> Source material

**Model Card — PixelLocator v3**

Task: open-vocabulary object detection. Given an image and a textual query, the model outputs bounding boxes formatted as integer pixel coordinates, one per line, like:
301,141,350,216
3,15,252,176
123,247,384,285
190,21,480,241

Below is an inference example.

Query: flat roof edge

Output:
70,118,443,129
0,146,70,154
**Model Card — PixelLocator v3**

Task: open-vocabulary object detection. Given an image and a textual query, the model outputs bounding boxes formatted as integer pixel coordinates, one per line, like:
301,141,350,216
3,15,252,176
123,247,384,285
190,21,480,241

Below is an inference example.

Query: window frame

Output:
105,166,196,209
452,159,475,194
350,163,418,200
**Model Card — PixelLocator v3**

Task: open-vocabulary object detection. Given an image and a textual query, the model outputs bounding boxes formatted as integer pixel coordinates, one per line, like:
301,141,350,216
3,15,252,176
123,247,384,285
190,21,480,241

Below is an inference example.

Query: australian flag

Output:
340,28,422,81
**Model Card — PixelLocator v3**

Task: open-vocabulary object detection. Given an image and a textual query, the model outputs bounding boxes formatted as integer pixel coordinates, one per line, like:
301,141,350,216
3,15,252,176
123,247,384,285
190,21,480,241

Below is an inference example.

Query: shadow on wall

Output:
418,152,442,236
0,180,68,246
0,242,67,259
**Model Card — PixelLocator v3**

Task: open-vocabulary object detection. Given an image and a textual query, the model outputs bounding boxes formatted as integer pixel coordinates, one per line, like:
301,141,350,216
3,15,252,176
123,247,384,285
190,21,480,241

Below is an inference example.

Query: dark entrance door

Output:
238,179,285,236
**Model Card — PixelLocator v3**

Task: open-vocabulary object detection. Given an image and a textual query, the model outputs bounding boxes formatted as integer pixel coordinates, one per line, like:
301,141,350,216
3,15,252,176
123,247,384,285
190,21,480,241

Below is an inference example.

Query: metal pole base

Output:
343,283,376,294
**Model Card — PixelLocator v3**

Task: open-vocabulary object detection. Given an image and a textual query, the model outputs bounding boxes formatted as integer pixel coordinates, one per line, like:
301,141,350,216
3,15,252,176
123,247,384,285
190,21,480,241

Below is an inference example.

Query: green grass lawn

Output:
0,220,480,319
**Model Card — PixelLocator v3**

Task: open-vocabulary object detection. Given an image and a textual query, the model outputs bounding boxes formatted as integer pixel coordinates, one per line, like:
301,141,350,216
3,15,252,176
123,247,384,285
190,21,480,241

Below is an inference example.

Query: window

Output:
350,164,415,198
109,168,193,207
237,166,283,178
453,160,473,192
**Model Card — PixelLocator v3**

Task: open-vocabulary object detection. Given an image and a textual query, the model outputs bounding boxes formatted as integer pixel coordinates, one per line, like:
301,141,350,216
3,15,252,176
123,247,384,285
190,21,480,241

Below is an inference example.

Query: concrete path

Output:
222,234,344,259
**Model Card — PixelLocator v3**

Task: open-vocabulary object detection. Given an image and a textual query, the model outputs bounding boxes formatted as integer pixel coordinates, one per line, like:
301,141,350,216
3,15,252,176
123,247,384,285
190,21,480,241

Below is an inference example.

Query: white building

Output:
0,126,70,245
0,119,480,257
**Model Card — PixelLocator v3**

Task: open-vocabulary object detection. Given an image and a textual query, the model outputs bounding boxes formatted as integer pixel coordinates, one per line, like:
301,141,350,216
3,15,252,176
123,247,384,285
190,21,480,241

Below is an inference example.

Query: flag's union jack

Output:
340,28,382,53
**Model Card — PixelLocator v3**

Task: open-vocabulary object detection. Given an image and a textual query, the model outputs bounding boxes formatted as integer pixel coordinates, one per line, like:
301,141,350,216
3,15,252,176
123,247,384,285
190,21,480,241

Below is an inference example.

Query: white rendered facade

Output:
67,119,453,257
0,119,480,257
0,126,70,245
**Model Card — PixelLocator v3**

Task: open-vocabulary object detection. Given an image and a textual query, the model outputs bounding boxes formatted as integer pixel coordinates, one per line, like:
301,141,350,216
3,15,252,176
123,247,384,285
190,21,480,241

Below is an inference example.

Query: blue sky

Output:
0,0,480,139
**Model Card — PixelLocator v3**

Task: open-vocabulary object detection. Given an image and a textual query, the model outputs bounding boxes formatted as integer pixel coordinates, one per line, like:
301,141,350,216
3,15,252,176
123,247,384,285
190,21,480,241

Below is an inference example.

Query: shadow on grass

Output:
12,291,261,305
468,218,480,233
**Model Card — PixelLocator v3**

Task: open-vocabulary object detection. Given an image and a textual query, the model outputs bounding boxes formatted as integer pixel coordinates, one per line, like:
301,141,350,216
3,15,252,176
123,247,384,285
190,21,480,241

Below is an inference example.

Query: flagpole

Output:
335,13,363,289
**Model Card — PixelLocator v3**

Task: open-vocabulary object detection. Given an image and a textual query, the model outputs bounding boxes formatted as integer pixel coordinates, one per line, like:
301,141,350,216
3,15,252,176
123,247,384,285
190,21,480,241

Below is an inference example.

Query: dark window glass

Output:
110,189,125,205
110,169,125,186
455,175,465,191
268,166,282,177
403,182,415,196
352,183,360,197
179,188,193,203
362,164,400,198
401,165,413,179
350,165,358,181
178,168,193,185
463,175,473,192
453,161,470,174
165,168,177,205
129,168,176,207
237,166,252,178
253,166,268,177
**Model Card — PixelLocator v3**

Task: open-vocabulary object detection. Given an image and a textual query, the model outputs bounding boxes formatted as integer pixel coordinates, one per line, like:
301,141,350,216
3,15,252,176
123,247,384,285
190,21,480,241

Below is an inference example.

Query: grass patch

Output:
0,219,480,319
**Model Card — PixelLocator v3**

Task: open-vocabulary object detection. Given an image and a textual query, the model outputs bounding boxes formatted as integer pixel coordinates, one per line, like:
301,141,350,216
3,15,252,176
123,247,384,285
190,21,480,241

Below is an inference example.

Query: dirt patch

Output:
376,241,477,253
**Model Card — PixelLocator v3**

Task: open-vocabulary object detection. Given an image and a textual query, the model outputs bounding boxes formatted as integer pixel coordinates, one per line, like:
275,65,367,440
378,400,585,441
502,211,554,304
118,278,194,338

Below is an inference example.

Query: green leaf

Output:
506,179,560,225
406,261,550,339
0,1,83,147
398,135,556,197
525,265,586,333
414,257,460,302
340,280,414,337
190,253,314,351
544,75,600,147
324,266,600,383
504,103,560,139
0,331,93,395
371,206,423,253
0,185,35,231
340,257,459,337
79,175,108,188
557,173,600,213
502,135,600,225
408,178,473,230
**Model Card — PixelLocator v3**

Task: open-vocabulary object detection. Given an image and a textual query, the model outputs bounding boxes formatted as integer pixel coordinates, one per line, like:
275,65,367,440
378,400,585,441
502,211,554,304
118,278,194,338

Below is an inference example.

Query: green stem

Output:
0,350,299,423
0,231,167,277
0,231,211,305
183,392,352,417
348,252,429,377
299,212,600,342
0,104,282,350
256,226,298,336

> Task statement
Format every line of the records above as a numbered list, leaving out the blank lines.

> Solved exercise
1. **Model Card — PixelLocator v3**
2. Task: open-vocabulary object detection. Given an image and a textual query, the model outputs bounding boxes formatted as integer pixel coordinates, one per line, like:
3. 301,141,350,216
4. 3,15,252,176
5. 123,247,384,285
6. 190,21,480,241
7. Below is an inference example.
8. Query: flat roof edge
9. Output:
10. 70,118,443,129
11. 0,146,70,154
12. **Model Card — PixelLocator v3**
13. Task: open-vocabulary object detection. Given an image and a textual query, the model outputs bounding boxes formatted as integer pixel coordinates, one per line, like:
14. 301,141,350,216
15. 3,15,252,176
16. 123,247,384,285
17. 190,21,480,241
18. Below is an inference example.
19. Query: window frame
20. Output:
21. 105,166,196,209
22. 452,159,475,194
23. 350,163,418,200
24. **Model Card — PixelLocator v3**
25. Task: open-vocabulary object detection. Given an image and a textual query, the model outputs bounding boxes formatted as integer pixel coordinates, one per line, like:
26. 301,141,350,216
27. 3,15,252,176
28. 123,247,384,285
29. 190,21,480,241
30. Below is an inference example.
31. Query: australian flag
32. Output:
33. 340,28,422,81
34. **Model Card — PixelLocator v3**
35. Task: open-vocabulary object detection. Given an image and a textual query, the model outputs bounding boxes formatted as integer pixel coordinates, one per line, like:
36. 301,141,350,216
37. 3,15,252,176
38. 123,247,384,285
39. 190,21,480,241
40. Below is an inference example.
41. Query: shadow on wall
42. Output:
43. 418,152,442,236
44. 0,180,68,246
45. 0,242,67,259
46. **Model Card — PixelLocator v3**
47. Task: open-vocabulary object detection. Given an image and a textual query, the model outputs bounding boxes formatted as integer pixel coordinates, one per line, like:
48. 301,141,350,216
49. 3,15,252,176
50. 123,247,384,285
51. 190,21,480,241
52. Below is an inference example.
53. Query: dark entrance door
54. Output:
55. 238,179,285,236
56. **Model Card — PixelLocator v3**
57. Task: open-vocabulary object detection. Given an image and a textual query, the model outputs bounding boxes formatted as integer pixel coordinates, one per line, like:
58. 301,141,350,216
59. 3,15,252,176
60. 123,247,384,285
61. 190,21,480,241
62. Below is an inference example.
63. Query: metal pole base
64. Output:
65. 343,283,376,294
66. **Model Card — PixelLocator v3**
67. Task: open-vocabulary object detection. Given an image and a textual query, the model outputs bounding boxes formatted as integer pixel coordinates, one per line, like:
68. 301,141,350,216
69. 3,15,252,176
70. 123,247,384,285
71. 190,21,480,241
72. Below is an inference example.
73. Query: green grass lawn
74. Output:
75. 0,220,480,319
76. **Model Card — PixelLocator v3**
77. Task: open-vocabulary object detection. Given an image and a textual query, the model outputs bounding boxes formatted as integer pixel coordinates, one per line, like:
78. 301,141,350,216
79. 3,15,252,176
80. 123,247,384,285
81. 190,21,480,241
82. Below is an inference example.
83. Query: window
84. Output:
85. 350,164,415,198
86. 109,168,193,207
87. 237,166,283,178
88. 453,160,473,192
89. **Model Card — PixelLocator v3**
90. Task: open-vocabulary object detection. Given an image and a textual query, the model outputs bounding boxes formatted as integer pixel coordinates, one per line, like:
91. 301,141,350,216
92. 3,15,252,176
93. 123,247,384,285
94. 190,21,480,241
95. Below is an inference example.
96. Query: concrete path
97. Output:
98. 222,234,344,259
99. **Model Card — PixelLocator v3**
100. Task: open-vocabulary object detection. Given an image and a textual query, the model outputs bounding boxes formatted as integer pixel coordinates, one per line, like:
101. 301,141,350,216
102. 3,15,252,176
103. 123,247,384,285
104. 190,21,480,241
105. Below is an inference example.
106. Query: white building
107. Output:
108. 0,126,70,245
109. 0,119,480,257
110. **Model Card — PixelLocator v3**
111. Task: open-vocabulary object detection. Given an image and a textual query, the model outputs bounding boxes formatted as integer pixel coordinates, one per line, like:
112. 301,141,350,216
113. 3,15,252,176
114. 123,247,384,285
115. 190,21,480,241
116. Below is an inference example.
117. Query: flag's union jack
118. Output:
119. 340,28,382,53
120. **Model Card — PixelLocator v3**
121. Task: open-vocabulary object detection. Given an image and a textual query, the model outputs bounding boxes formatted as integer pixel coordinates, one per line, like:
122. 301,141,350,216
123. 3,15,252,176
124. 123,247,384,285
125. 190,21,480,241
126. Below is an inference example.
127. Query: white rendered facade
128. Output:
129. 67,119,453,257
130. 0,119,480,257
131. 0,126,70,245
132. **Model Card — PixelLocator v3**
133. Task: open-vocabulary object detection. Given an image and a textual query, the model outputs bounding boxes formatted as integer pixel coordinates, one per line, like:
134. 301,141,350,216
135. 3,15,252,176
136. 123,247,384,285
137. 190,21,480,241
138. Below is an inference example.
139. Query: blue sky
140. Output:
141. 0,0,480,139
142. **Model Card — PixelLocator v3**
143. Task: open-vocabulary object detection. Given an image and a textual query, the model outputs bounding boxes formatted as integer pixel coordinates, one per line, like:
144. 301,141,350,216
145. 3,15,252,176
146. 123,247,384,285
147. 190,21,480,241
148. Below is an inference example.
149. Query: shadow on grass
150. Output:
151. 12,291,261,305
152. 468,218,480,233
153. **Model Card — PixelLocator v3**
154. Task: open-vocabulary object detection. Given an image and a textual query, the model outputs bounding boxes formatted as integer pixel coordinates, one per line, like:
155. 301,141,350,216
156. 3,15,252,176
157. 123,247,384,285
158. 190,21,480,241
159. Below is an inference example.
160. Query: flagpole
161. Output:
162. 335,13,363,289
163. **Model Card — PixelLocator v3**
164. Task: open-vocabulary object detection. Given an image and a textual query, the model outputs bounding boxes formatted as integer pixel coordinates, one per line, like:
165. 301,141,350,216
166. 3,15,252,176
167. 123,247,384,285
168. 190,21,480,241
169. Below is an inference example.
170. Query: dark window glass
171. Output:
172. 110,189,125,205
173. 110,169,125,186
174. 455,175,465,191
175. 268,166,282,177
176. 403,182,415,196
177. 352,183,360,197
178. 179,188,193,203
179. 362,164,400,198
180. 401,165,413,179
181. 350,165,358,181
182. 178,168,193,185
183. 463,175,473,192
184. 453,161,470,174
185. 165,168,177,205
186. 129,168,176,207
187. 237,166,252,178
188. 253,166,268,177
189. **Model Card — PixelLocator v3**
190. Task: open-vocabulary object detection. Given an image and a textual query, the model outputs bounding boxes formatted as integer pixel coordinates, one per line, like:
191. 301,141,350,216
192. 3,15,252,176
193. 123,247,384,285
194. 190,21,480,241
195. Below is an inference example.
196. Query: grass patch
197. Output:
198. 0,219,480,319
199. **Model Card — PixelLocator v3**
200. Task: open-vocabulary object detection. Given an image and a textual query, the model outputs bounding boxes formatted as integer pixel coordinates, one per line, like:
201. 301,141,350,216
202. 3,15,252,176
203. 123,247,384,285
204. 190,21,480,241
205. Below is an inference example.
206. Query: dirt patch
207. Output:
208. 376,241,477,253
209. **Model Card — PixelLocator v3**
210. Task: open-vocabulary object detection. Given an image and a textual query, the model outputs bounding boxes formatted as integer pixel coordinates, one per line, like:
211. 275,65,367,440
212. 378,400,585,441
213. 502,211,554,304
214. 118,278,194,338
215. Below is an inference example.
216. Query: green leaf
217. Output:
218. 506,179,560,225
219. 406,261,550,339
220. 0,1,83,147
221. 398,135,556,197
222. 525,265,586,333
223. 414,257,460,302
224. 340,280,414,337
225. 190,253,314,351
226. 544,75,600,147
227. 324,266,600,383
228. 504,103,560,139
229. 0,331,93,395
230. 371,206,423,253
231. 0,185,35,231
232. 340,257,459,337
233. 79,175,108,188
234. 557,173,600,213
235. 502,135,600,225
236. 408,178,473,230
237. **Model Card — PixelLocator v3**
238. Task: open-vocabulary object detection. Given an image and a textual query, the model outputs bounding boxes formatted as integer pixel coordinates, one per line, like:
239. 275,65,367,440
240. 378,400,585,441
241. 502,211,554,304
242. 118,278,194,338
243. Below is an inference example.
244. Query: green stem
245. Output:
246. 0,350,299,423
247. 0,231,167,277
248. 0,231,211,305
249. 183,392,352,417
250. 348,252,429,377
251. 299,212,600,342
252. 0,104,282,350
253. 256,226,298,336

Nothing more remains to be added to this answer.